▶ ASSIGNED TASK A
Answer each question using the money-supply excerpt.
(i) What rationalization for the spending does it give?
(ii) What does it call man's only means of survival?
(iii) Which money supply does it say matters?
▶ ASSIGNED TASK B
Quote the money-supply excerpt word for word between "By this moral" and "money in circulation.", inclusive.
▶ ASSIGNED TASK C
Write a continuation of the money-supply excerpt, picking up right after its final sentence.

▶ EXCERPTED PASSAGE
*** Block opens ***

As a result of the spending, GDP is enhanced, regulated businesses collaborate, non-profits and green energy operators become flush with cash, and campaign contributions to incumbent politicians maintain the cash flow. Yet no one knows how the money was spent or what the measurable benefits may be. The rationalization is that people were “served.”
Humanitarians need as many in need as possible, and there’s nothing like economic recession, price inflation and monetary devaluation to justify more spending.
Money Supply
Markets exist wherever there are people transforming the material of the natural world into goods that exceed their subsistence needs for survival. As this transformation becomes more specialized, productivity increases, trade expands, and certain commodities become stores of value for future exchange. But let’s not get ahead of ourselves. Man must produce to survive. Man’s only means of survival is reason.
By this moral and practical standard, money is production. Production is money. And money is the legacy of someone’s productive effort. But not just any money. Only money that producers will accept in trade. Only money they reasonably believe can be converted into someone else’s productive effort - meaning goods, services and labor. Accordingly, producers and owners of marketable assets will determine the money supply that matters, and that is money in circulation.

*** Block closes ***

▶ DATA UNDER STUDY
*** Block opens ***

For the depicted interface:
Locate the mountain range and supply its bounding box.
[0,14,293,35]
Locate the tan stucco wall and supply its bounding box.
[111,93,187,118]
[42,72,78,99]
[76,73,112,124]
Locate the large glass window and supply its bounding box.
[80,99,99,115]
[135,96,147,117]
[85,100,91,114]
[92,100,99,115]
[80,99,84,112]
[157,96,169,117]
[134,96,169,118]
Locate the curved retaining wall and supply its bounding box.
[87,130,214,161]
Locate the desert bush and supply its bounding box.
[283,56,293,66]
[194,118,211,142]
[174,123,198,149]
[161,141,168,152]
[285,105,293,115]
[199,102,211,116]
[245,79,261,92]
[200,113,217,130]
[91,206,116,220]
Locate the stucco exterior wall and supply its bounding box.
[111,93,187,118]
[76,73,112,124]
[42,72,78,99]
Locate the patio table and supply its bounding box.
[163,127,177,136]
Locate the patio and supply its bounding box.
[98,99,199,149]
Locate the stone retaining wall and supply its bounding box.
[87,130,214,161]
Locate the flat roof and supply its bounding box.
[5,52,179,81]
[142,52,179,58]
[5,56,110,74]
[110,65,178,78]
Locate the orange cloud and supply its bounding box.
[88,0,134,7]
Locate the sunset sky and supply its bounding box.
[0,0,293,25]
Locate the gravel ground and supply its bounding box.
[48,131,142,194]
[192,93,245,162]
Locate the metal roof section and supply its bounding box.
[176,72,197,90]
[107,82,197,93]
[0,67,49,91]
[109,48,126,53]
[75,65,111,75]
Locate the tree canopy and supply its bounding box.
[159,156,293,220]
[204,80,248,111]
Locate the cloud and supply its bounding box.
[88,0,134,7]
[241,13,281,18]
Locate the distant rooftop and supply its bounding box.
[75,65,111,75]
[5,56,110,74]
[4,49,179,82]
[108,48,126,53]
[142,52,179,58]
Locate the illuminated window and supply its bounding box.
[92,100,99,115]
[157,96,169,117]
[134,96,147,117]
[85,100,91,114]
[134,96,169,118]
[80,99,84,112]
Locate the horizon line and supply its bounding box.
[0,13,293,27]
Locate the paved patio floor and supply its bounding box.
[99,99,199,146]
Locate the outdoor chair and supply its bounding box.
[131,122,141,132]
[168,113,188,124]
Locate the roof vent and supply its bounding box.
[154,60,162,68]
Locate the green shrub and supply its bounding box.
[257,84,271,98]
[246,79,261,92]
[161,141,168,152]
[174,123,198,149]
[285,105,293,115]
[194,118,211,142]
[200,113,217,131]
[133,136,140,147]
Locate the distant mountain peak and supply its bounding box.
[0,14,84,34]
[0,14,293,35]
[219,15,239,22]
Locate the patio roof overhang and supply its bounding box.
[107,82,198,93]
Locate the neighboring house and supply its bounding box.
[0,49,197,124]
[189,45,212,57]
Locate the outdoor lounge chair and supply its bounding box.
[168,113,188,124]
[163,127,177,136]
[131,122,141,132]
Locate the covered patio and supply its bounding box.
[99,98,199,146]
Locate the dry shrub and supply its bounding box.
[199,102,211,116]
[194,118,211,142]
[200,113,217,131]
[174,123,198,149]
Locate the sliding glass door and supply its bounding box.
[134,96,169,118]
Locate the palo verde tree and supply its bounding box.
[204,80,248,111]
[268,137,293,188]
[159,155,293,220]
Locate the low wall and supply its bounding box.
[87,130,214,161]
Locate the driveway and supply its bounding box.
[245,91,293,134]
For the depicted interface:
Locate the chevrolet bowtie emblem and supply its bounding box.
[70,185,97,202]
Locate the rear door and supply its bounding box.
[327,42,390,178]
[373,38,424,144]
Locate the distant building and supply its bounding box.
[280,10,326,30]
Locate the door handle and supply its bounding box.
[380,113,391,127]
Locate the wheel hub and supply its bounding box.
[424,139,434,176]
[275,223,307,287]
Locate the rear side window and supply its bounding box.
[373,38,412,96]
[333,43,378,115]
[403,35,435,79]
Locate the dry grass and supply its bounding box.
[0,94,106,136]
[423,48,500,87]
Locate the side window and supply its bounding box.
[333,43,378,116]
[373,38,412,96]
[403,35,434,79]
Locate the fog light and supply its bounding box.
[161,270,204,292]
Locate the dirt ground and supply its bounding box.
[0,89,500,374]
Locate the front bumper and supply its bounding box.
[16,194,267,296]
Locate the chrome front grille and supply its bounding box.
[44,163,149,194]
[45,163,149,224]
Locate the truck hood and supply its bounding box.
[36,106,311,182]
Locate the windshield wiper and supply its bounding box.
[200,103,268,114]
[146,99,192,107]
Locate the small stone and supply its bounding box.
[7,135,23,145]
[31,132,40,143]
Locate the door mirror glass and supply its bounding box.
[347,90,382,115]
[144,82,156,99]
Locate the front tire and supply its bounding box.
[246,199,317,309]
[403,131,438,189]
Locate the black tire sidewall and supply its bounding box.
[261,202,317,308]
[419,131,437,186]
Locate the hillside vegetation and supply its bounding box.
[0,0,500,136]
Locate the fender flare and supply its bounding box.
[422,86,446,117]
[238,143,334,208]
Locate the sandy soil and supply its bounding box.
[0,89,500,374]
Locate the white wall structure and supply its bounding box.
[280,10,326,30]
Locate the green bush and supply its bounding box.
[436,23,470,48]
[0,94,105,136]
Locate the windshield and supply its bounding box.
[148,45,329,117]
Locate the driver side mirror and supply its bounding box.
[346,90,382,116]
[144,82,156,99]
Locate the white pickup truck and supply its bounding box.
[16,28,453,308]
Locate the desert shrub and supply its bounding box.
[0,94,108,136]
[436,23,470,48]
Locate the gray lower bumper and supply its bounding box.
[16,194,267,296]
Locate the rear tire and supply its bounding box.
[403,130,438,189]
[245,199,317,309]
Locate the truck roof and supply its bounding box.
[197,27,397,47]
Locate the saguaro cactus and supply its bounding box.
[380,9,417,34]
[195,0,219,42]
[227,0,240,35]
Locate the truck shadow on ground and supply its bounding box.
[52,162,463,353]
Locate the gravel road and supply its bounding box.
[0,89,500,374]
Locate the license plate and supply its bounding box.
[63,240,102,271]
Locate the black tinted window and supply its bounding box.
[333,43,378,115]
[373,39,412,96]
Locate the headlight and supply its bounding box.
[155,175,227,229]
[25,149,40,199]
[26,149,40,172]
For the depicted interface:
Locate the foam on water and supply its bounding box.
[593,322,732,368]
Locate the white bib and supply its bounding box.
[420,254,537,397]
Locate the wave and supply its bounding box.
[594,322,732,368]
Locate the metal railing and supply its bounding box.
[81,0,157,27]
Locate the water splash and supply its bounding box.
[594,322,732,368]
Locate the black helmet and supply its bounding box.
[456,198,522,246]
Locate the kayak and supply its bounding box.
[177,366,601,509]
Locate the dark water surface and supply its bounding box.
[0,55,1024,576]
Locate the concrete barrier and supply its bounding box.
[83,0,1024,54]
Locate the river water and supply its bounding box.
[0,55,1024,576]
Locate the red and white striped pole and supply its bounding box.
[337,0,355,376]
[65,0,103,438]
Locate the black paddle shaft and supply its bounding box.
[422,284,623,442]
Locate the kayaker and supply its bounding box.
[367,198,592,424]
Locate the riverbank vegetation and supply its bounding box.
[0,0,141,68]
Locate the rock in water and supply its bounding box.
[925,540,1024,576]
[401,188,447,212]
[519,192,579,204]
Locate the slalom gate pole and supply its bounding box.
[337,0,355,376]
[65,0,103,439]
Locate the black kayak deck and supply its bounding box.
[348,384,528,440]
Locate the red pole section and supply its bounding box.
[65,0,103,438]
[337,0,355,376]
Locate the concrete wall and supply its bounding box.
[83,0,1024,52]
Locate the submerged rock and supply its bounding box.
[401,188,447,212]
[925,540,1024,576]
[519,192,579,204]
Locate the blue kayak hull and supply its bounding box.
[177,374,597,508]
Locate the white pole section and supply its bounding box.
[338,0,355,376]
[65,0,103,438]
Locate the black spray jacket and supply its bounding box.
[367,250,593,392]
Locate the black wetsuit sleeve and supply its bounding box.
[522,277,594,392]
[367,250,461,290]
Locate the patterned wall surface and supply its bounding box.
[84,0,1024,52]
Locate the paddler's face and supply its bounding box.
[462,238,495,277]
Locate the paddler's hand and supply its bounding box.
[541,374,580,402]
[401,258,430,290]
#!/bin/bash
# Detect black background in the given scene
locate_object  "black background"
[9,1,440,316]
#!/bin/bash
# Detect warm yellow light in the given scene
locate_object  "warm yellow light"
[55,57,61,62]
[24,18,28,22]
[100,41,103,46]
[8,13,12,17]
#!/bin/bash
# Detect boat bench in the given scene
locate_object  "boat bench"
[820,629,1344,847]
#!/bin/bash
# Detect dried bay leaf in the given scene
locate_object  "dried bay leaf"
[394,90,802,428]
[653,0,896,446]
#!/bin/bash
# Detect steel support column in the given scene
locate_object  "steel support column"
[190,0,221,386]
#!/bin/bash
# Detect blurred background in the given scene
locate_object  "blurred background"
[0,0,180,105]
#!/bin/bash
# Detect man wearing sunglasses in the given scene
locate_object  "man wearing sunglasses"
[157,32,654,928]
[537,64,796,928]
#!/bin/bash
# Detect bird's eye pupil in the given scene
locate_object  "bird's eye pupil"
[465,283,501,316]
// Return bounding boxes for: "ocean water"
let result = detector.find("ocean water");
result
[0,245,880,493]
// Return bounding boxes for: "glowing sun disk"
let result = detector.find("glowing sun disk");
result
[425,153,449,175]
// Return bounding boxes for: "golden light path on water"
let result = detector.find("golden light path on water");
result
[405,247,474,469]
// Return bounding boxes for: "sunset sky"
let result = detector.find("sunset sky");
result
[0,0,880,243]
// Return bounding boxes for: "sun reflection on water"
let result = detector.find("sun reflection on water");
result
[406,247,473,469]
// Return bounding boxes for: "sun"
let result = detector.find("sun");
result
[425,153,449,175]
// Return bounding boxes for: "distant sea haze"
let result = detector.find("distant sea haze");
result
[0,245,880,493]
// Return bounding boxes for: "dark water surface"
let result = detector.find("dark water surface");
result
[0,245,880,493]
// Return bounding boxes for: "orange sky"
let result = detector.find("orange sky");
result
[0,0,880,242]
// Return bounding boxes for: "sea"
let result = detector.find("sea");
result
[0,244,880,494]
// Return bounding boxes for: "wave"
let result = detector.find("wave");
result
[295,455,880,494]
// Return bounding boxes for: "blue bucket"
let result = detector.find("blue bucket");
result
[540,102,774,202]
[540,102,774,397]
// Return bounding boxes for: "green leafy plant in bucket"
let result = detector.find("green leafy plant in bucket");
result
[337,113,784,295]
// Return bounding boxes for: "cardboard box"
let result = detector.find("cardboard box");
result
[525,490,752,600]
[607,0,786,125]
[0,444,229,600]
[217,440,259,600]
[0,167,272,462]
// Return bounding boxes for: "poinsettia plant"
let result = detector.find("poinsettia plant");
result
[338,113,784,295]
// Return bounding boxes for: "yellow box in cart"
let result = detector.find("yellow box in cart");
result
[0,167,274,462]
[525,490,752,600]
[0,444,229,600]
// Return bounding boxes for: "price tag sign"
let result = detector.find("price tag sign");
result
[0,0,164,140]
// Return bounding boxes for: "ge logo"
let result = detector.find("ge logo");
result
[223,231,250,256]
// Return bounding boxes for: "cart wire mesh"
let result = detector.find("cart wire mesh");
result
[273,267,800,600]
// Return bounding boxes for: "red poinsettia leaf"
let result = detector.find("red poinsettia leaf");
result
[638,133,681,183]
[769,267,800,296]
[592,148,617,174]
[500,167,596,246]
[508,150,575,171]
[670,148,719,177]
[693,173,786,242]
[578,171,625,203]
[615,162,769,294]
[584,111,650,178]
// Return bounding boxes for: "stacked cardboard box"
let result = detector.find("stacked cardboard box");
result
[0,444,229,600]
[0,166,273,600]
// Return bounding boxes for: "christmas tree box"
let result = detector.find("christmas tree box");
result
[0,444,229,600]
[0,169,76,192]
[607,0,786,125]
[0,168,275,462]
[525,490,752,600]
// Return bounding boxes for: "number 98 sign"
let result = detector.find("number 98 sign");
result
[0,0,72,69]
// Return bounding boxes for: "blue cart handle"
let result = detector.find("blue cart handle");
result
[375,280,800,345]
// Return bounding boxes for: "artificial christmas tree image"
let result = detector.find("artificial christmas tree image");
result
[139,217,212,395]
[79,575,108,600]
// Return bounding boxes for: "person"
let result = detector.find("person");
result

*** Block closes ***

▶ EXPECTED OUTPUT A
(i) The rationalization is that people were "served."
(ii) Reason is man's only means of survival.
(iii) The money supply that matters is money in circulation.

▶ EXPECTED OUTPUT B
By this moral and practical standard, money is production. Production is money. And money is the legacy of someone’s productive effort. But not just any money. Only money that producers will accept in trade. Only money they reasonably believe can be converted into someone else’s productive effort - meaning goods, services and labor. Accordingly, producers and owners of marketable assets will determine the money supply that matters, and that is money in circulation.

▶ EXPECTED OUTPUT C
This has nothing to do with the Fed, as it should be. Sure, they buy bonds in their QE funhouse and they provide liquidity to bank balance sheets, but ultimately it is money being exchanged by producers and investors that determines the money supply - not the wealth destroyers in government. Money is not stupid. Of course, central banks will devalue the currency in many ways. It’s who they are; it’s what they do. And it is the extraction of wealth through spending by the State; wealth that is diverted from its most efficient use, that leads to price inflation, especially during a government induced recession.
Ultimately, we need a newly discovered respect for money’s cause and purpose to fully understand money in circulation as the money supply that matters.
Principled Action
Hopefully, Applied Capitalism is coming into focus. First, identify the contradictions of popular economic concepts. Second, replace them with solid ideas that stand up to evidence and logic. And what I recommend and explain in The Moneyball Method are Gross Output, Price Discovery, Profit Motive, Capital Formation, and Money in Circulation.
But good theory is good practice, and the moral is the practical. Part II of Applied Capitalism will discuss the political milieu of the faulty economics and Part III will be in the context of your personal financial decisions. In other words, principled actions in a whole of life and builders’ mindset. Specifically, Part III will evaluate the fallacies of Diversification, Risk Tolerance, Market Projections, Mean Reversion and Manager Outperformance and replace them all.
And all in the spirit of reason as an absolute, independence as a virtue, and capitalism as the ideal system to practice before preaching it.